▶ [What is expected]
What you return must be exactly the lines running from the one with "For every instance of the blue wristband" to the end of the data below, inclusive, and nothing more.

** Given records follows **

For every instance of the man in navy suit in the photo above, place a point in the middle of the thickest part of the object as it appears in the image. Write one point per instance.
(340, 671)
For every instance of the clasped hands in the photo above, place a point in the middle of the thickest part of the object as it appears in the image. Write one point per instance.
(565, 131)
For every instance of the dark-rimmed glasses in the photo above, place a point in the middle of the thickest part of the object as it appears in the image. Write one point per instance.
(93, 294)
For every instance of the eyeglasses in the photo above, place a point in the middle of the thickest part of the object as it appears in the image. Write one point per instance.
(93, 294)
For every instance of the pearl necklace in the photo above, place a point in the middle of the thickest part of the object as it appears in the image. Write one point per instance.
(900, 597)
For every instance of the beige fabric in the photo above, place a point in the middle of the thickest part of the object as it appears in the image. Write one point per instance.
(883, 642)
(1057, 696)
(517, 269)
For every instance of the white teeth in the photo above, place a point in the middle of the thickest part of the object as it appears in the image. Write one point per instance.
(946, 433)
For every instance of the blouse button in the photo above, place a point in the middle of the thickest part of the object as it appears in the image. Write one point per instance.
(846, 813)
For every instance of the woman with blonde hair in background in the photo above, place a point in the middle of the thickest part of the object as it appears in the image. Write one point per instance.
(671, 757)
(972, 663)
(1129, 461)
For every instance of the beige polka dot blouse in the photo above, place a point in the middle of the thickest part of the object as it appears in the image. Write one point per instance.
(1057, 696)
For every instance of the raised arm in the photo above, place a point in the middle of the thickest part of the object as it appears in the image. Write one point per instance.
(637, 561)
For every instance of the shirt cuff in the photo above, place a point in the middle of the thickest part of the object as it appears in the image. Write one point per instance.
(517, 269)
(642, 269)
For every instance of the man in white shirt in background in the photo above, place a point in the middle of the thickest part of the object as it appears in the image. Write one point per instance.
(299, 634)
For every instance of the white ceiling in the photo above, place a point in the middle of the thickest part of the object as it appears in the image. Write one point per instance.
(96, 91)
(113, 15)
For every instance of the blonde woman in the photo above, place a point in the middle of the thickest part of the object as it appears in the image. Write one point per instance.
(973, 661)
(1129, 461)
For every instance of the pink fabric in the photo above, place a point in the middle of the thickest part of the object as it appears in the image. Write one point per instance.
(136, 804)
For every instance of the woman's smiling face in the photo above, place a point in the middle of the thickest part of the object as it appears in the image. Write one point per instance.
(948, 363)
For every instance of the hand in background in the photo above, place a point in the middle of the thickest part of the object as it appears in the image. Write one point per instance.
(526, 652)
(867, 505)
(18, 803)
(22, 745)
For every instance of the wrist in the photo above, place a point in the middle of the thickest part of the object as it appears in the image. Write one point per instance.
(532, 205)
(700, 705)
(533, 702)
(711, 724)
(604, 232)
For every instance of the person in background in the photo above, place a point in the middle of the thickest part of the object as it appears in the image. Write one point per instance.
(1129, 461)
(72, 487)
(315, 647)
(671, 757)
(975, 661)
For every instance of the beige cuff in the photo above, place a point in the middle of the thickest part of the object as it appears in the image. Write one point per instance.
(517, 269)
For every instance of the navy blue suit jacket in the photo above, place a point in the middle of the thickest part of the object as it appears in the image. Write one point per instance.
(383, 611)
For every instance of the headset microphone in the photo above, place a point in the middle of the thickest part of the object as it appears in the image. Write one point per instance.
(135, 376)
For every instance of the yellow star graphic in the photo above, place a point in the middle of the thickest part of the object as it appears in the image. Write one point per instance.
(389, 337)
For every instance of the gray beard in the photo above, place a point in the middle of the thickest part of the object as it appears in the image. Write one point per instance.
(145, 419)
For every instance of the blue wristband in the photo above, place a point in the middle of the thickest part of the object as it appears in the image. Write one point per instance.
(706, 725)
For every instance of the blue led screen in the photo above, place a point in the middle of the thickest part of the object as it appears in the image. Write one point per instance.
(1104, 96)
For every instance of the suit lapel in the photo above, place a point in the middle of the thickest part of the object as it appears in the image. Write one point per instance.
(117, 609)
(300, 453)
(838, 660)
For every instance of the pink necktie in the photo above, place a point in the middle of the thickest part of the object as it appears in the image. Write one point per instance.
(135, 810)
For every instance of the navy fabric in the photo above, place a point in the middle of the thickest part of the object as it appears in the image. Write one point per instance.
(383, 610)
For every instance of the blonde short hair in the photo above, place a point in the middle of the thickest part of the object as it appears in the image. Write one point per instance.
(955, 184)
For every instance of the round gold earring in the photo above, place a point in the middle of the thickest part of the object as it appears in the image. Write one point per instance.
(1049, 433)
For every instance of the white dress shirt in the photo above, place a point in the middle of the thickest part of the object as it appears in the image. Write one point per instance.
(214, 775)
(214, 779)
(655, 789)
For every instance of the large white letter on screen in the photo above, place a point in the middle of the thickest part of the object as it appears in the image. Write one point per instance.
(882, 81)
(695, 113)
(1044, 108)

** End of Given records **

▶ [Task output]
For every instance of the blue wristband in the photo above, place a point in the middle of the thickest part of the object as it appears in the image. Write one point per instance.
(706, 725)
For every instance of the blue led screen in the photo above, place a point in the middle of the thickest part of the object as it appears in the image. Write one point per instance.
(1104, 96)
For every instance of the suit lapel in the photo above, place a point in the middle of the thickest part of the object as it appears in the image. Write one point per instance.
(117, 609)
(300, 453)
(838, 660)
For every instance of the pink necktie in the photo above, place a point in the middle of the thickest part of the object as it appears in the image. Write one point per instance.
(135, 810)
For every instance of the navy fabric in the photo above, place a point in the middle of the thickest part of the object as it appears in the image. Write one point per instance.
(383, 610)
For every instance of the blonde short hair in the photo above, place a point in the middle of the thickest part of the object as it appears in the image. Write one point per instance.
(955, 184)
For every instance of the round gold earring in the photo above, place a point in the middle of the thickest part of the object as it appears in the image. Write one point per instance.
(1049, 433)
For every instance of the white dress shirt in the photo above, place a point in the middle of the thickest part of the object as it appears in the image. Write one point per instance.
(214, 775)
(214, 779)
(655, 789)
For every instance of the large white letter on screen in the photo above, place a point in the middle of the thickest part of the object as it appears in the image. Write one point per instance.
(882, 81)
(695, 113)
(1044, 108)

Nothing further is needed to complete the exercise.